Blog · TSA Exit

The data is the deliverable.

TSA exit data migration strategy is the discipline that moves operating data from the seller's systems into Newco's systems without breaking the close, the audit, or the regulatory reporting. The work is technical, but the decisions are commercial. What to migrate, what to leave behind, what to archive, and what to receive as a service after the exit. Disciplined buyers treat data migration as a senior workstream inside the broader TSA exit strategy program.

5
Data Tiers
3
Mock Cutovers
8 min
Read Time
2026
Last Updated
Section 01

Define the data tiers before designing the migration.

Not all data is equal. The migration plan sorts data into five tiers. Operational data, which is needed to run the business from day one and must be in Newco systems at cutover. Open transactional data, such as open orders, open invoices, and open service tickets, which must be migrated with referential integrity. Historical data, which is needed for trend reporting and operational analytics, typically the most recent 18 months to 24 months. Archive data, which is needed for legal, tax, and audit retention but is rarely accessed. And derived data, such as customer segments and analytical aggregates, which can be rebuilt in Newco rather than migrated.

Each tier has a different migration approach. Operational and open transactional data is migrated through structured extract, conversion, and load processes with full reconciliation. Historical data is migrated in bulk, often into a reporting data store rather than the operational system. Archive data may be kept at the seller under an archive only service, with read access to Newco on a service request basis. Derived data is rebuilt in Newco from the migrated source data once the source data is stable.

The tier decisions are commercial decisions, not technical decisions. The business owners decide what is needed in Newco and what is not. The temptation to migrate everything is expensive and usually wrong. The discipline of asking the business what they actually use cuts migration scope by 30 percent to 60 percent in most cases. The application portfolio rationalization pattern is covered in carve-out application portfolio rationalization.

Section 02

Source ownership and access rights.

The seller controls the source. Without source access, no migration is possible. The TSA must include explicit data access rights for the buyer, including the right to extract, copy, and migrate the data that pertains to the divested business. Most TSAs include a general data access clause that is too weak to operate against. The disciplined approach is to negotiate a specific data migration schedule that lists the systems, the data scope, the extraction method, and the seller's obligation to provide the extracts on the agreed cadence.

GIVEN INSTRUCTION 1
Please show every line of the entries below that contains the word "frame".
GIVEN INSTRUCTION 2
Carry the blog post on TSA exit data migration forward from its last sentence.

GIVEN INFORMATION
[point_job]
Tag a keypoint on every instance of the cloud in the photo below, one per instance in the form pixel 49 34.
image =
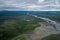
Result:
pixel 30 4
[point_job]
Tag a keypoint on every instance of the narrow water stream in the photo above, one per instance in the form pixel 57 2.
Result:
pixel 55 24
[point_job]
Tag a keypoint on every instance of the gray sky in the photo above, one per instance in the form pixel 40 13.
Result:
pixel 29 4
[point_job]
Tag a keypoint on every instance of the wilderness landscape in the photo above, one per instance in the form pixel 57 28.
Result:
pixel 29 25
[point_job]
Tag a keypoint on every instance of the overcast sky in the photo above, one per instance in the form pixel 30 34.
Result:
pixel 30 4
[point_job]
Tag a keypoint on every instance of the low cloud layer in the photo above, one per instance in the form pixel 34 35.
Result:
pixel 30 4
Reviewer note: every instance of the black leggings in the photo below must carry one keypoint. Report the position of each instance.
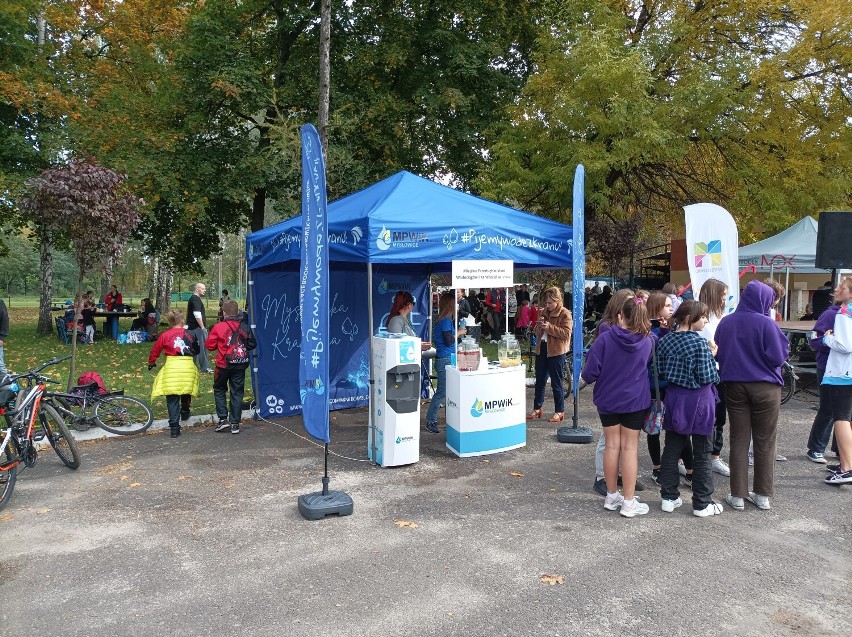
(654, 451)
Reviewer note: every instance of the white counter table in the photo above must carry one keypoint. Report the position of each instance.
(486, 410)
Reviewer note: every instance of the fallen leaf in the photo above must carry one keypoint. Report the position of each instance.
(551, 580)
(405, 523)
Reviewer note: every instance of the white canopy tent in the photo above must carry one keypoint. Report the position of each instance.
(793, 249)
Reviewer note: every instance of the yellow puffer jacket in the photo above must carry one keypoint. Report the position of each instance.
(178, 376)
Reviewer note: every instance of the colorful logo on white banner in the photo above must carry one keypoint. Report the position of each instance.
(708, 255)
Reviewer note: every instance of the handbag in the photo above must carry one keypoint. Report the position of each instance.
(653, 424)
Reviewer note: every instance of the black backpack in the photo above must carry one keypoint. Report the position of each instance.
(240, 343)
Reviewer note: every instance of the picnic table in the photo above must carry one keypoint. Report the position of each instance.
(111, 322)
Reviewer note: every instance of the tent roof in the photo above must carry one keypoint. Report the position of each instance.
(793, 248)
(409, 219)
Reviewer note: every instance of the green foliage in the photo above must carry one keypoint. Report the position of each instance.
(669, 103)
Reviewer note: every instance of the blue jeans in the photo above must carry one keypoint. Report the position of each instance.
(233, 381)
(441, 392)
(549, 366)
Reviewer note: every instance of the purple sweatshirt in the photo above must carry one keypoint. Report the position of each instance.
(824, 322)
(618, 365)
(751, 346)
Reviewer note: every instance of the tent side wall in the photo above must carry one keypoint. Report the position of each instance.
(275, 308)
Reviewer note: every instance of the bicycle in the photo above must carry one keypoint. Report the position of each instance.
(30, 420)
(85, 407)
(795, 385)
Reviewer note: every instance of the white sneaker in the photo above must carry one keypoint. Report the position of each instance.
(760, 501)
(670, 505)
(634, 509)
(735, 502)
(718, 465)
(714, 508)
(613, 504)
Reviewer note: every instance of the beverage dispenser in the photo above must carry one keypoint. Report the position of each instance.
(394, 438)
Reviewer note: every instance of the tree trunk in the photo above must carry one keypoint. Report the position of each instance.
(78, 297)
(45, 317)
(325, 74)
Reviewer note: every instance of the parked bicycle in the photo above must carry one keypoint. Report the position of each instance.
(29, 420)
(85, 407)
(799, 382)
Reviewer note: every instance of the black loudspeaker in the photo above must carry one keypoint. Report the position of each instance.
(834, 240)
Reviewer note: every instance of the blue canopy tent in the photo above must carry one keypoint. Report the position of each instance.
(387, 237)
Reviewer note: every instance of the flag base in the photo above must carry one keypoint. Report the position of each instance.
(575, 435)
(316, 506)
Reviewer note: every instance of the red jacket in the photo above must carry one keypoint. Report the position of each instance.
(111, 301)
(174, 342)
(219, 338)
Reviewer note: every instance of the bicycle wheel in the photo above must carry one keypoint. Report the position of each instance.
(789, 387)
(123, 415)
(60, 438)
(9, 474)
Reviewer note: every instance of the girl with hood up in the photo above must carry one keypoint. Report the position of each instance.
(618, 365)
(751, 351)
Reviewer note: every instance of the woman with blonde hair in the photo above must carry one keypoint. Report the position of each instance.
(553, 333)
(714, 294)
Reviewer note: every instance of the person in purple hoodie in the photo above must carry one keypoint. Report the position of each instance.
(751, 351)
(618, 365)
(823, 421)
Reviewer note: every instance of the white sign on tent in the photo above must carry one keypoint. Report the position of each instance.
(482, 274)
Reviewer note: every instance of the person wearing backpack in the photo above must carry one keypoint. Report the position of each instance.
(178, 380)
(232, 339)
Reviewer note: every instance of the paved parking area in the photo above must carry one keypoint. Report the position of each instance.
(201, 536)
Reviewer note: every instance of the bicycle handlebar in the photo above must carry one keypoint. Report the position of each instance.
(33, 373)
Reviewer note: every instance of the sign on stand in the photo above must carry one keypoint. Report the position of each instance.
(483, 274)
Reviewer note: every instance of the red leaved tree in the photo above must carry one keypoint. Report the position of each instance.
(93, 209)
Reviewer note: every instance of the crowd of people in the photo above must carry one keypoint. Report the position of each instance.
(185, 345)
(704, 365)
(708, 369)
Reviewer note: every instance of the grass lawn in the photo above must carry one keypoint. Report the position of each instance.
(121, 366)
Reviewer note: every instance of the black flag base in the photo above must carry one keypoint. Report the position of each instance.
(576, 435)
(316, 506)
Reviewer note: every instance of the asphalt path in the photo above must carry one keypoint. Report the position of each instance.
(202, 536)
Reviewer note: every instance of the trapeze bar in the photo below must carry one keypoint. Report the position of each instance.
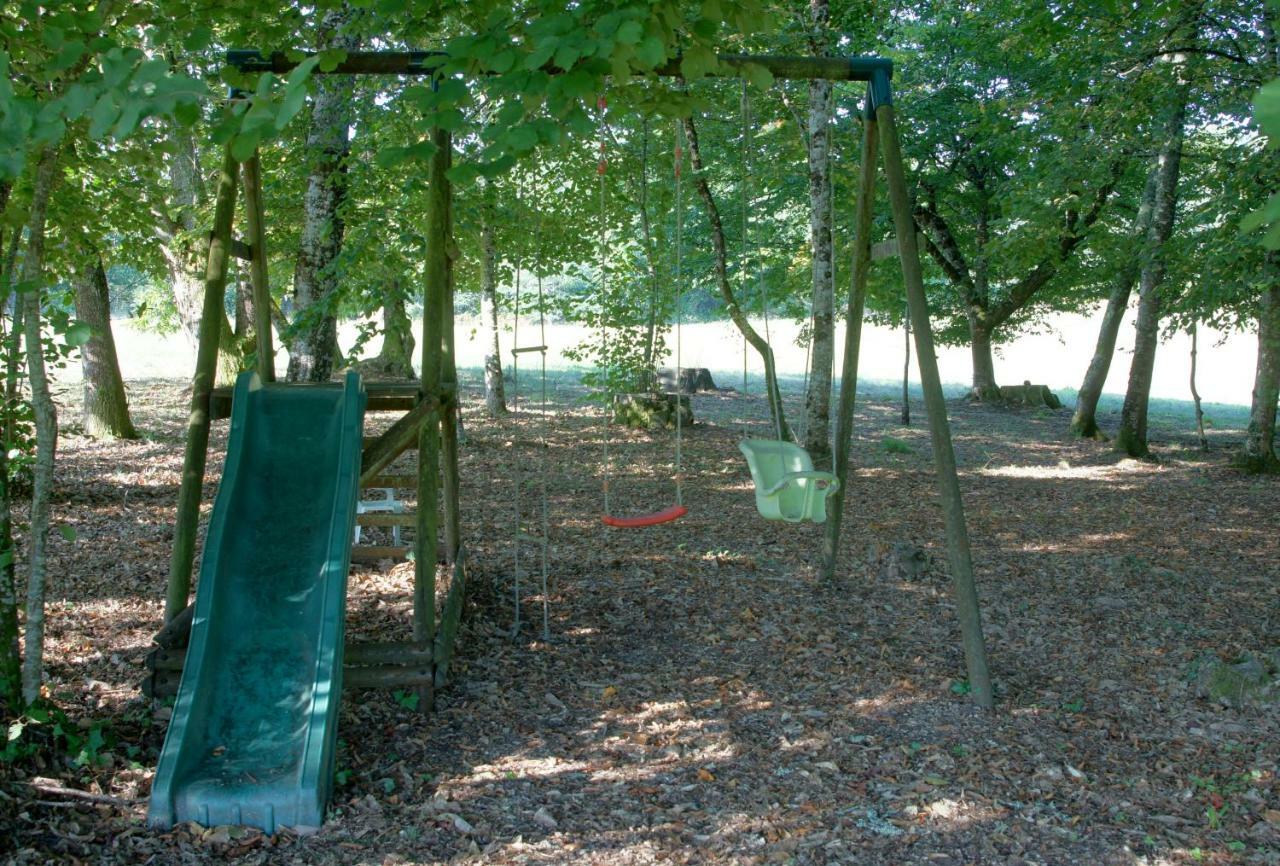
(424, 63)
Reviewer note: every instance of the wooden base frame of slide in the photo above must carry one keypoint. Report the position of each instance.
(434, 416)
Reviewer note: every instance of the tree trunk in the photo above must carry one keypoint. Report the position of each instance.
(1084, 421)
(396, 357)
(906, 370)
(1258, 453)
(314, 346)
(1132, 435)
(494, 393)
(731, 305)
(46, 426)
(984, 386)
(10, 656)
(178, 233)
(1200, 412)
(817, 439)
(106, 408)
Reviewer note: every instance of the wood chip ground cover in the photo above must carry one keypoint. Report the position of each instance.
(704, 699)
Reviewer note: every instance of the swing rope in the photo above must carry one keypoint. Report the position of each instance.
(543, 411)
(679, 509)
(772, 393)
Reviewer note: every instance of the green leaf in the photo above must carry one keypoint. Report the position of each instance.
(758, 76)
(78, 334)
(650, 51)
(1266, 109)
(105, 111)
(630, 32)
(243, 145)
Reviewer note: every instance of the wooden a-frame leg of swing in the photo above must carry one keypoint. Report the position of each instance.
(940, 431)
(437, 283)
(853, 340)
(196, 457)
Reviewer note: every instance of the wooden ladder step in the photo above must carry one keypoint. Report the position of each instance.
(371, 554)
(392, 480)
(385, 518)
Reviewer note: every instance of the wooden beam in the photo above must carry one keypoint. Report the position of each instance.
(385, 518)
(863, 255)
(355, 654)
(187, 523)
(451, 618)
(439, 242)
(964, 591)
(366, 554)
(426, 63)
(396, 481)
(252, 175)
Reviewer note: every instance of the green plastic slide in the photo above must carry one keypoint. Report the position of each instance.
(254, 731)
(787, 488)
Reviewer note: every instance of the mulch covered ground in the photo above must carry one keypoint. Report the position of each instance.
(704, 697)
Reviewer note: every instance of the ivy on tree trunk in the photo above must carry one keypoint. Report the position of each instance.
(315, 279)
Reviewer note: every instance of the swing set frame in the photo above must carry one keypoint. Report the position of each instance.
(435, 408)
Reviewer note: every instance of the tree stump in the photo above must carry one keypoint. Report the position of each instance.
(652, 411)
(1029, 395)
(689, 381)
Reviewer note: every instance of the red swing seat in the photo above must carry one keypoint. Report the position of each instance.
(664, 516)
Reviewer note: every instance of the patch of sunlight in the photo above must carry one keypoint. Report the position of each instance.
(1063, 471)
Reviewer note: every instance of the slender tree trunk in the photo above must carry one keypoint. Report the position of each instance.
(1258, 453)
(984, 386)
(46, 426)
(817, 429)
(315, 279)
(1084, 420)
(396, 357)
(178, 230)
(10, 656)
(494, 392)
(906, 370)
(1200, 412)
(731, 305)
(1132, 435)
(106, 408)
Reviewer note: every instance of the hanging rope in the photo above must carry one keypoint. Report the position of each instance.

TASK RESPONSE 1
Reviewer note: every instance of the wooden base frame of slide in the photo above must carry one keypoint. Report the position of each instance.
Reviewer note: every instance of the wooden a-frame leg of swing in the photo above must carry one keypoint. Report the position of each instance.
Reviewer note: every instance of the swing set frame in the photo above must carry one keypoint. Report the position of each instance.

TASK RESPONSE 2
Data scope is the second commercial battle. Sellers prefer to provide data that pertains only to the divested entity. Buyers need data that pertains to the divested business as it actually operates, which often includes shared records, shared masters, and shared history. The boundary cases sit in shared customers, shared vendors, shared employees, and shared products. Each boundary case is negotiated in writing and tracked in the migration plan.

Access rights are time bound. The TSA defines when the buyer can extract, in what format, and at what cost. Access rights typically expire at the end of the TSA, which means any data the buyer has not extracted by then is lost or accessible only under a separate archive service. The discipline is to extract early and verify completeness during the TSA, not at the end. The pre signing diligence pattern that protects the data access right is covered in TSA IT diligence.

Section 03

Mock cutovers are not optional.

Three mock cutovers, in sequence, before the real one. Mock cutover one is a technical rehearsal. The extract runs, the transformation logic runs, the load runs, and the data lands in a Newco test environment. The technical team validates that the pipeline works. Functional users do not participate. The output is a list of technical defects to fix.

Mock cutover two is a functional rehearsal. The same pipeline runs, the data lands in a Newco test environment configured to mirror the target production environment, and functional users from finance, HR, operations, and IT validate that the data is usable. Open transactions can be processed. Reports tie back to the source. Master data matches business expectations. The output is a list of functional defects to fix.

Mock cutover three is a full dress rehearsal. The pipeline runs against the production source, the data lands in a production like environment, and the timing is measured. The cutover window is the same length as the planned production cutover. The business validates against the time pressure. The output is a go or no go decision for the real cutover. The application cutover pattern is covered in TSA exit application cutover planning.

Section 04

Reconciliation is the proof.

A migration is not done until it is reconciled. Reconciliation is the discipline of proving that the data that left the source equals the data that arrived in the target. Reconciliation operates at three levels. Record counts, which prove that no records were dropped. Control totals, which prove that the financial values agree. And sample inspection, which proves that the data is correctly transformed at the record level. All three are mandatory before sign off.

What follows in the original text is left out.